* _DOCUMENT PASSAGE_

--- Start ---

To design a good poster, you have to design 100 bad posters first.
I have been making posters for a couple of years. And I have learned a lot, not just about how to make a good poster, but also why most posters are bad. And here I present a minimal guide on how to make nice posters.
I should say upfront that I am not a great designer. What you see is a combination of years of bad design and a genuine interest in creating something better than before. If you are interested in viewing some of my posters, you can visit posters.xypnox.com.
A while ago a junior from KOSS asked me the following:
Hey xypnox, I am very interested in designing beautiful things like the new design you made for koss Can u please guide how should I start?
And I replied:
I apologize for the very late response.
I currently use Inkscape to create the posters and designs that I have made for KOSS. It is a free and Open Source tool so you can easily use it.
The first thing about design is not about creating but observing. I have spent far more time looking at and appreciating good design throughout all the mediums, be it physical like posters, book covers, product wrappers, devices, cars, etc to digital like websites, apps, videos, music cover-arts, etc. The places that you can take inspiration from are endless. You will slowly develop a sense of what looks beautiful and what doesn’t.
I can list you a few rules but they wouldn’t capture everything and will only be recommendations and they can still be broken. The point is that you should start observing and create designs just for the sake of creating them. I used to do this a lot. I would create things that I didn’t share anywhere, I just made them to practice and in several instances, test whether I could make something similar to what I had in my mind.

--- End ---

* _WORK INSTRUCTIONS_
(1) Shorten the paragraph of the post on making posters that begins "The first thing about design is not about creating" into a brief bulleted list that keeps its main facts.
(2) Extend the post on making posters with a further paragraph that picks up after its final sentence.
The data after this point comes from a different source than the post on making posters.

* _STORED ROWS_

--- Start ---

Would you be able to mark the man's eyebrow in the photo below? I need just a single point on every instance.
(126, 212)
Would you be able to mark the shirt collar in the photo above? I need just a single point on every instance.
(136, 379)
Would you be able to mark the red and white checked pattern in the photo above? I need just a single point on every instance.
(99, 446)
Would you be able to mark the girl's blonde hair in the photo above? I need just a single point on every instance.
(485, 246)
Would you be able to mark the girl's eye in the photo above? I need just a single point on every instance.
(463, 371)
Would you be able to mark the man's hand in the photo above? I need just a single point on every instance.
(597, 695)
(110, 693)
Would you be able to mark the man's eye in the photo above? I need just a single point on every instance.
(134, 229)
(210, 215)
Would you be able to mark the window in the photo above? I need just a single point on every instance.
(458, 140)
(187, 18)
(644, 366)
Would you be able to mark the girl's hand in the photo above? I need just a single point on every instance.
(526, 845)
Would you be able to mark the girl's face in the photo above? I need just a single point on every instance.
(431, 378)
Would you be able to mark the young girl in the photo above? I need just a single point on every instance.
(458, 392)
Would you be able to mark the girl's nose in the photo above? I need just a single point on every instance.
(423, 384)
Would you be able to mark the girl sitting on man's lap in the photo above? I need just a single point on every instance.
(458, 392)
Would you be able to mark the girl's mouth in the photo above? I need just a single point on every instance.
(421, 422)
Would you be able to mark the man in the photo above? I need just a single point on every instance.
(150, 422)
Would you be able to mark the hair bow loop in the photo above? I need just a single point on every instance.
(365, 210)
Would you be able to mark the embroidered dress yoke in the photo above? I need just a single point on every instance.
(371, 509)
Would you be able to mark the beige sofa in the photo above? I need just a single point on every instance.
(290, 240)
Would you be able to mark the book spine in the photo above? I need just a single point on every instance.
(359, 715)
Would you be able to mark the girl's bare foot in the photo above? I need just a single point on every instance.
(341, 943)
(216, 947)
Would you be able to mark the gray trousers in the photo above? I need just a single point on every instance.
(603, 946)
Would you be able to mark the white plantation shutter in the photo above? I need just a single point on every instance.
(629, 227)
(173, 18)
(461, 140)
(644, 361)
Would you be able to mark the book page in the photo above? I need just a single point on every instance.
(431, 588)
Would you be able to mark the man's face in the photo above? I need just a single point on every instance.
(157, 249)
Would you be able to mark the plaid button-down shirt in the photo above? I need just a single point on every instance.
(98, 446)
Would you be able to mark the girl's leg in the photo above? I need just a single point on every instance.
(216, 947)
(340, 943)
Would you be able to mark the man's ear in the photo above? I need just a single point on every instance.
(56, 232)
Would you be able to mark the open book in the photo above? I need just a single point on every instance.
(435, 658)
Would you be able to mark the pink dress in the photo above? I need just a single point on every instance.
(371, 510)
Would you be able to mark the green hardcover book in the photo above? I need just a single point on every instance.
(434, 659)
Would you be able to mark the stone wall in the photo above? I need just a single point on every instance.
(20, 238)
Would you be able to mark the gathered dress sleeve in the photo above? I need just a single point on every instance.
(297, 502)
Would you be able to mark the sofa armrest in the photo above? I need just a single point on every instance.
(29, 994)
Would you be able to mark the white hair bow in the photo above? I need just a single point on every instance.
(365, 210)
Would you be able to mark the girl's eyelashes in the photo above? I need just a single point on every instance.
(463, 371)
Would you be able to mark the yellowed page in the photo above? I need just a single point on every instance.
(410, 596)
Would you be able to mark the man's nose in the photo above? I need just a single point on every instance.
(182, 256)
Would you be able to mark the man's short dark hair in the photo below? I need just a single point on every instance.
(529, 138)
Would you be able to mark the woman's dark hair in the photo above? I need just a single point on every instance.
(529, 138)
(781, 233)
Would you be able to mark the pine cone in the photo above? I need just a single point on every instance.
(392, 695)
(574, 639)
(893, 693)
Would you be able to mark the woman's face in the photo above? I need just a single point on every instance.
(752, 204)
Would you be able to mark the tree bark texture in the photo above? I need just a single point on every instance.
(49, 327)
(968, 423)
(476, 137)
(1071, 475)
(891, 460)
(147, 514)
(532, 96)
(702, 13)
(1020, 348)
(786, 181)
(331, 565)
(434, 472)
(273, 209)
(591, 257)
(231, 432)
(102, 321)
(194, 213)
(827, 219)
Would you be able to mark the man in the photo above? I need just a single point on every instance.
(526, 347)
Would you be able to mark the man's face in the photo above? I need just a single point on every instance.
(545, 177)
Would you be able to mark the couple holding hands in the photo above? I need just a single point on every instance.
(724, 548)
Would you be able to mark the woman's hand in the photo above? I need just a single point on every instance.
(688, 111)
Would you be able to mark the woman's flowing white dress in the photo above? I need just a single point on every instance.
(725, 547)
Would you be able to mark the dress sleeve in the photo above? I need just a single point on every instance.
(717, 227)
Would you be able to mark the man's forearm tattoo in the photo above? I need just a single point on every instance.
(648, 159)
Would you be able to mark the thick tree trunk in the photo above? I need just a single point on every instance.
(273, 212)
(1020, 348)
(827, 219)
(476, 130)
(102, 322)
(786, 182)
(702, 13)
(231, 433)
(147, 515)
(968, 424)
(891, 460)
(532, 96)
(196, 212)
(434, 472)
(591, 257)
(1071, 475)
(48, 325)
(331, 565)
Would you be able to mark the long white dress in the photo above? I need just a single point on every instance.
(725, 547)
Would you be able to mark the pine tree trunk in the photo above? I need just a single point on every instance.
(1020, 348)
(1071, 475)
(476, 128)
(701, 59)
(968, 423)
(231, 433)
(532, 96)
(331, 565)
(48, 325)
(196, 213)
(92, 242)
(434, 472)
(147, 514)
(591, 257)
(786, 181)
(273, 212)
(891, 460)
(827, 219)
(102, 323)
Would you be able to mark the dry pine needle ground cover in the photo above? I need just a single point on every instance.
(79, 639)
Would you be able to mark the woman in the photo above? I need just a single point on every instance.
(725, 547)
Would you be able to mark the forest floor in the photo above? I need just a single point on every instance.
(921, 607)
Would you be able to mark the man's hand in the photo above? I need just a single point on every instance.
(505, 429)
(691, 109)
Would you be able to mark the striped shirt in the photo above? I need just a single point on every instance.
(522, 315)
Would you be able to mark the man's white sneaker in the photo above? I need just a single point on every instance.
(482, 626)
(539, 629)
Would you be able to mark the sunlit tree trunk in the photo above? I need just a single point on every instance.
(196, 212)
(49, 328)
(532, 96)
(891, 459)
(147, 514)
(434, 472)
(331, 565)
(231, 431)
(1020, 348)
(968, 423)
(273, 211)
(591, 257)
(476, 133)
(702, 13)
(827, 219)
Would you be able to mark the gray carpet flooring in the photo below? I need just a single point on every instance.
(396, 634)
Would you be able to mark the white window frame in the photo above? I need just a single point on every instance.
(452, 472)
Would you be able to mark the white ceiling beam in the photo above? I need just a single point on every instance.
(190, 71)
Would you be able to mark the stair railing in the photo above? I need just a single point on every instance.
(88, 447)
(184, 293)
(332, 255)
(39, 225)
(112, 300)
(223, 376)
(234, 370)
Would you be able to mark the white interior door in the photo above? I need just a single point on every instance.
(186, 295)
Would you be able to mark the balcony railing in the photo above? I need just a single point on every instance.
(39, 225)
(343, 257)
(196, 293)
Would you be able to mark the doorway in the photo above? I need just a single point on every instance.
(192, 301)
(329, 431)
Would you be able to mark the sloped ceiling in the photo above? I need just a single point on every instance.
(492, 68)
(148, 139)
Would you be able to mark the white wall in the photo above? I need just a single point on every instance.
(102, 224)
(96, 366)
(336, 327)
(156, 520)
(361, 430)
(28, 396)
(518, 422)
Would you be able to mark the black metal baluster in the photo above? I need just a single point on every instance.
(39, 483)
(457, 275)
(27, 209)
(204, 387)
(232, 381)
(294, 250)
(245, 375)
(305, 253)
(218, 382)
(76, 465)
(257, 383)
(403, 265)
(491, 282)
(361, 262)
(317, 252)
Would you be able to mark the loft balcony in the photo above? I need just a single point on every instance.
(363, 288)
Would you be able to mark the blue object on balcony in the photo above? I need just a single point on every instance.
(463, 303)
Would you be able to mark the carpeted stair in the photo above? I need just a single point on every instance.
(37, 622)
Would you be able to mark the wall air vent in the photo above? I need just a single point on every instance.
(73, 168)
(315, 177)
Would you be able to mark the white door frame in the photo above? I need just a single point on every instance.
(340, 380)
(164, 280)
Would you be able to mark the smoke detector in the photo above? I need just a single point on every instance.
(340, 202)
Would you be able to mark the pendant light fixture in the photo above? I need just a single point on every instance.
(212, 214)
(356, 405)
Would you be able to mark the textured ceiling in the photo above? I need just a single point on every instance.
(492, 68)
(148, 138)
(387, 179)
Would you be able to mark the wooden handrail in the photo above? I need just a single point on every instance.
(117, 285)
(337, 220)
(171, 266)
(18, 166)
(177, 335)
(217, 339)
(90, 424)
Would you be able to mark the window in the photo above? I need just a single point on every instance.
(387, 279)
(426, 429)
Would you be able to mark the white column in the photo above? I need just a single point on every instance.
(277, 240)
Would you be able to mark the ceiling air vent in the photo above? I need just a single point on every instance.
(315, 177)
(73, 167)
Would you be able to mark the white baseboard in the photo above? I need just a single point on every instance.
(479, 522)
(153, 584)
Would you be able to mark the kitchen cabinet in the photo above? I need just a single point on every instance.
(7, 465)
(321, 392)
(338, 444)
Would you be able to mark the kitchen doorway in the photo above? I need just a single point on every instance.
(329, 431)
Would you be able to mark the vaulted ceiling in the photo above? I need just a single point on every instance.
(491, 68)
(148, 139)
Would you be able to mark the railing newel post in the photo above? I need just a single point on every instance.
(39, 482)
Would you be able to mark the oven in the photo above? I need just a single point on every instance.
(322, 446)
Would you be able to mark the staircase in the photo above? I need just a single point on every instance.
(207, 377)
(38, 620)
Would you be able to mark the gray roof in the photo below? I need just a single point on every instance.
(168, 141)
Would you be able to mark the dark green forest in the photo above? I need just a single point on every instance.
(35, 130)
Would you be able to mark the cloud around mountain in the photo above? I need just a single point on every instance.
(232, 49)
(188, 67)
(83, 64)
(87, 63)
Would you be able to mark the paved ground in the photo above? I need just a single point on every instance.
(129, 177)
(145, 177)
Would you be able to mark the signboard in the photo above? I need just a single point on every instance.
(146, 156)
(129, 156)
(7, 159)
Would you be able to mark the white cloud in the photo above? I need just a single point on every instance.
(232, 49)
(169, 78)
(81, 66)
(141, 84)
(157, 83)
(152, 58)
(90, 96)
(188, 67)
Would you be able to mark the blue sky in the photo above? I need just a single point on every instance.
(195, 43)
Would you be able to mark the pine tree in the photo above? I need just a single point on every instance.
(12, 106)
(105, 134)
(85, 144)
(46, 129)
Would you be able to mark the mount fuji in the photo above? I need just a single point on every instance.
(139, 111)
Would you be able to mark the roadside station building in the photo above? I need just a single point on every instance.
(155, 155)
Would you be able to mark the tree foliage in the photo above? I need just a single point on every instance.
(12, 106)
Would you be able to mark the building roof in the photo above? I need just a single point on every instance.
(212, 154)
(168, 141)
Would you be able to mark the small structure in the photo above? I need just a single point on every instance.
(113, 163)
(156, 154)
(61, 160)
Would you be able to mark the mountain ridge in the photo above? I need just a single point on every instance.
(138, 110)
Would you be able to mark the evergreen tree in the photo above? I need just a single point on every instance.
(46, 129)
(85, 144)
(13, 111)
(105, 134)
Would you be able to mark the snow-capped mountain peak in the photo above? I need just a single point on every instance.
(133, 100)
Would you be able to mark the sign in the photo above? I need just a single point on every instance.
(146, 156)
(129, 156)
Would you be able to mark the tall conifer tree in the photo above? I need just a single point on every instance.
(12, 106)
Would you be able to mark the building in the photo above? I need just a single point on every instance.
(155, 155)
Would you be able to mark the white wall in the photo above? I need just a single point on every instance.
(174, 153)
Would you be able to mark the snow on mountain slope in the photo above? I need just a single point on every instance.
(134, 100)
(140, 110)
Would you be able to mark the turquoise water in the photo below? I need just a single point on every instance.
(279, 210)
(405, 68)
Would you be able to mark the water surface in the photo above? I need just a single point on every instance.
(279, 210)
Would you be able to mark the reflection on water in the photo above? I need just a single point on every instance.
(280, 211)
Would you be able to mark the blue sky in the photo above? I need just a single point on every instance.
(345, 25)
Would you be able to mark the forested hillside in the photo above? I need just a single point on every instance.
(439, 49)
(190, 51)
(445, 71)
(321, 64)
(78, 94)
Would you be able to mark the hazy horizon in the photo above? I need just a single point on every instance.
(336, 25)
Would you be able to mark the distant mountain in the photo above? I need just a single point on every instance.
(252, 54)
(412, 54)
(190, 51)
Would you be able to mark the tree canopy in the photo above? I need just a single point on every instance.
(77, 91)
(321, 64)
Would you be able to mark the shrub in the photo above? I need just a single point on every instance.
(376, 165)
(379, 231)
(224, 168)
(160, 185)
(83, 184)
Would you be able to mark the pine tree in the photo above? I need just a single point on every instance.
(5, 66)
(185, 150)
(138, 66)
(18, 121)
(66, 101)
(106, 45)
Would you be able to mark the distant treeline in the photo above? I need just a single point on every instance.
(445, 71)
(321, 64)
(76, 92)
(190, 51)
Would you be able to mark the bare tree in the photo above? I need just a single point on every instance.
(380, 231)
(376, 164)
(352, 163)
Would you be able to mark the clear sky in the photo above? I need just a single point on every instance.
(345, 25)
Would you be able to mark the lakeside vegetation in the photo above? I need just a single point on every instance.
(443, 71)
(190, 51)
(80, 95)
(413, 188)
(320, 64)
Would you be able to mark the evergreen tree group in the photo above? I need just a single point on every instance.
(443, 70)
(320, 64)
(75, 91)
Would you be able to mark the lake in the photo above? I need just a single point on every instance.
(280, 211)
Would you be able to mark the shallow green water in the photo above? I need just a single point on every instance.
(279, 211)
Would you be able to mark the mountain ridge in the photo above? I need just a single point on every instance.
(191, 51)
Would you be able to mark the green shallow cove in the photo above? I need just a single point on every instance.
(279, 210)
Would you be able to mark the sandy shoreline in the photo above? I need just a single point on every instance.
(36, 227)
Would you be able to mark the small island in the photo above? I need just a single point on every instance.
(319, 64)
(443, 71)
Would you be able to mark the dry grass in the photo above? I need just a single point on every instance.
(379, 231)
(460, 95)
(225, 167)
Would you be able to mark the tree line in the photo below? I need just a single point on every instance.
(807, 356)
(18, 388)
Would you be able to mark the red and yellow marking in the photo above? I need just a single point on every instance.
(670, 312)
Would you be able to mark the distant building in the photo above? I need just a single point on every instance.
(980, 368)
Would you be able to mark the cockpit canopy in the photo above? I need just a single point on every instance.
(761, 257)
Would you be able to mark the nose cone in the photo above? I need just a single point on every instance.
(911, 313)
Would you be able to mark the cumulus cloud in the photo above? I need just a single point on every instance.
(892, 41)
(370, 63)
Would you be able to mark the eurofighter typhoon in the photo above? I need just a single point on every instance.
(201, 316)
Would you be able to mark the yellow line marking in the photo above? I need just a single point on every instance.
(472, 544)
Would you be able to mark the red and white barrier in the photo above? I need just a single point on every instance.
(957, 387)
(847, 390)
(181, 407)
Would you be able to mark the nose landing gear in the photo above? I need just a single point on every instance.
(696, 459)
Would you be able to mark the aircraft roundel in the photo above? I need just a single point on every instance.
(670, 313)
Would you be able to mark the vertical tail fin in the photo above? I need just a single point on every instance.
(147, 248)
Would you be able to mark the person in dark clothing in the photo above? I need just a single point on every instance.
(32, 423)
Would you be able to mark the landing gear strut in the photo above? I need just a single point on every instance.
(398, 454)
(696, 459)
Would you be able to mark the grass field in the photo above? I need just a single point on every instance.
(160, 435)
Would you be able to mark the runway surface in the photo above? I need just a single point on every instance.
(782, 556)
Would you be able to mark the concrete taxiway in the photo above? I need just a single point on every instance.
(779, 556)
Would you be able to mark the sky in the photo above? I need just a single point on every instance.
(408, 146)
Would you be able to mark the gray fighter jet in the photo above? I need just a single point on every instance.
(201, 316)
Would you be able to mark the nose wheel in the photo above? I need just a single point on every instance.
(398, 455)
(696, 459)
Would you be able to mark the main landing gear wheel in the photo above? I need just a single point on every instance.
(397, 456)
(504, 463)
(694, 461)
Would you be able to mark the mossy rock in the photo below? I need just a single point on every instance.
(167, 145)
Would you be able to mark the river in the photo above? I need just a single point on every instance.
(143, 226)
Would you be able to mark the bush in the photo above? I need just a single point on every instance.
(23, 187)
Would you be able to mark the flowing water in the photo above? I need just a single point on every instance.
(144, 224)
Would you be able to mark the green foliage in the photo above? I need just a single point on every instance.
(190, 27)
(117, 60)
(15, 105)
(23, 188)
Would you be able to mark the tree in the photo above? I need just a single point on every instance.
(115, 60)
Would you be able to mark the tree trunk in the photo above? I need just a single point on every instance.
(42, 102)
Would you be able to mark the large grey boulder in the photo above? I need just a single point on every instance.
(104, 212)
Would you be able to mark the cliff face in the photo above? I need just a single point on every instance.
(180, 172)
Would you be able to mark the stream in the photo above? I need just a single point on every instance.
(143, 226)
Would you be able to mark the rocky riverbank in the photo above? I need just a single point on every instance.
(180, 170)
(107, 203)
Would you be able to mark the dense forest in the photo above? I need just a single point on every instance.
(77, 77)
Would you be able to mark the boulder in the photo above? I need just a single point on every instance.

--- End ---

* _RESULTS BY TASK_
(1)
- Design starts with observing, not creating.
- The writer has spent far more time looking at and appreciating good design than making it.
- Good design can be found in physical media (posters, book covers, product wrappers, devices, cars) and digital media (websites, apps, videos, music cover art).
- Sources of inspiration are endless.
- Over time, you develop a sense of what looks beautiful and what doesn't.

(2)
A blog that I used to read just for fun was: https://www.smashingmagazine.com/
I still recommend it but it has a lot of content and you don’t need to go through everything.
The cycle that I would recommend you to follow is Observe -> Learn -> Experiment
I got to know of graphic design “forums” pretty late. As late as the previous year to be exact. A few of them are:
- Behance https://www.behance.net/
- Dribble https://dribbble.com/
- 4chan GD http://boards.4channel.org/gd/
- Reddit https://www.reddit.com/r/Design/
I would recommend taking inspiration from these. Specifically, observe what people comment and discuss in the Reddit and 4chan forums.
Also, for web design, I use to go at:
Hope you have a great time designing awesome stuff. I would love if you could post any drafts in #design channel in slack so we can critique it for improvements.
I wrote a blog post about design a long time ago about a few things that I thought were important: https://www.xypnox.com/blag/posts/design-tips/
Please don't open this - not in the original message
This was a while back. And if you don’t want to read everything then the message is enough. But if you have not satisfied your hunger, carry on!
To Develop a sense of Design
Observe Good Design
Start observing good design.
Before you start to appreciate good design, you should be able to recognize bad design and the ways to correct it.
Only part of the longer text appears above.